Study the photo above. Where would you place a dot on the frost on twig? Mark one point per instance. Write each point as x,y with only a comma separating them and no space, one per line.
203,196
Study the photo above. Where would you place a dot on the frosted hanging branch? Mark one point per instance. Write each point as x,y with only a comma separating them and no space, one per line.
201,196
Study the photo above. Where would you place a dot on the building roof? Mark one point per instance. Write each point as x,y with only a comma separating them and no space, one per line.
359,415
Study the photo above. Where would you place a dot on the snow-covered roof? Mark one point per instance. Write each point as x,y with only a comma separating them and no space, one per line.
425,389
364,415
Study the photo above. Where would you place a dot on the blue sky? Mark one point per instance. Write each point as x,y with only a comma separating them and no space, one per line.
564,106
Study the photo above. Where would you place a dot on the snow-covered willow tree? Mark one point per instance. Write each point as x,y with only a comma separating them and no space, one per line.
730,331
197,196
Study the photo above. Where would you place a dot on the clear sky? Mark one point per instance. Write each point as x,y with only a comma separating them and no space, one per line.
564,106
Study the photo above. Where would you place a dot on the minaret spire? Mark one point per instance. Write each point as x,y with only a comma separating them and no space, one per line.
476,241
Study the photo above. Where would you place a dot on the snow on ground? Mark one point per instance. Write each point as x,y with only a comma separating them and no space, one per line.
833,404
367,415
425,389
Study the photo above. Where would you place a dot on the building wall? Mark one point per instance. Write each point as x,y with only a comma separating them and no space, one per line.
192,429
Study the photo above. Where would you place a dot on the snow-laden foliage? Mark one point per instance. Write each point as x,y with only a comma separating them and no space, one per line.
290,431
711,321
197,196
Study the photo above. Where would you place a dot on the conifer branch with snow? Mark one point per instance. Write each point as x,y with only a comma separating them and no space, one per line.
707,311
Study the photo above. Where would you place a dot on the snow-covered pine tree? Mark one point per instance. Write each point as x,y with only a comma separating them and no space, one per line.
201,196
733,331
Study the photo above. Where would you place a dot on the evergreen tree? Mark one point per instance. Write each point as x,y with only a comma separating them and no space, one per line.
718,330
· · ·
Rewrite all the items above, changing "place a dot" to "put a mark" wherever it occurs and leaving everything else unchanged.

Study the photo above. Where would you put a mark on the frost on twig? Mark one point per instance. Write each point as x,y with only a comma separating them and no space, one per line.
203,196
Study the photo above. Where would you put a mark on the frosted hanging branch? Mark one point per instance. Write each point as x,y with only a comma separating them and no space, one per line.
201,196
Study the photo above. Where would you put a mark on the building roof? Mark one point per instance. Write each point as x,y with only a comma separating them and no space, one per line.
359,415
Study the photo above. Where would you put a mark on the snow-covered roof? Mark one point per instance. Write each point as x,y with only a comma separating them and no space, one per line.
425,389
364,415
Study the photo above. Where would you put a mark on the blue sky? Mark one point per instance. Write each point as x,y with only a comma separating them and no space, one per line.
564,106
Study the photo above. Where would you put a mark on the snow-covered willow tree? Mark one point per instance. Write each point as x,y with only a comma separating them and no space, one per line.
730,331
197,196
Study the photo above. Where would you put a mark on the clear sky? Mark one point per instance. Write each point as x,y with only a comma separating them and no space, one per line.
564,106
Study the photo above. Where would you put a mark on the minaret spire? Mark one point per instance. Write each point as x,y with only a comma separating them and no space, one per line.
476,241
Study the photo above. Where would you put a mark on the snow on ground? Mark one point per instance. Write each point as x,y with only a comma separating them and no space, one per line.
833,404
367,415
425,389
Study the photo above. Where would you put a mark on the building wall? Mark one point per instance. Write each point as x,y with only a comma separating them and no space, one per line.
192,429
Study the photo above. Where would you put a mark on the snow-laden foliage? Mark one point per instance. Write each point as x,y with only a comma separating them and no space, one per line.
290,431
711,321
197,196
Study the photo above. Where would you put a mark on the conifer branch with snow? Mark one point per instance. Write each point as x,y with only a comma separating them and no space, one per line.
707,311
Study the photo above. Where would you put a mark on the snow-covered pine tree? Mark one point per instance. Write each point as x,y with only a comma separating them and no space, one per line.
201,196
733,331
Study the photo above. Where would you put a mark on the evergreen tree? Mark one point per instance. Write each point as x,y with only a comma separating them and no space, one per line.
718,330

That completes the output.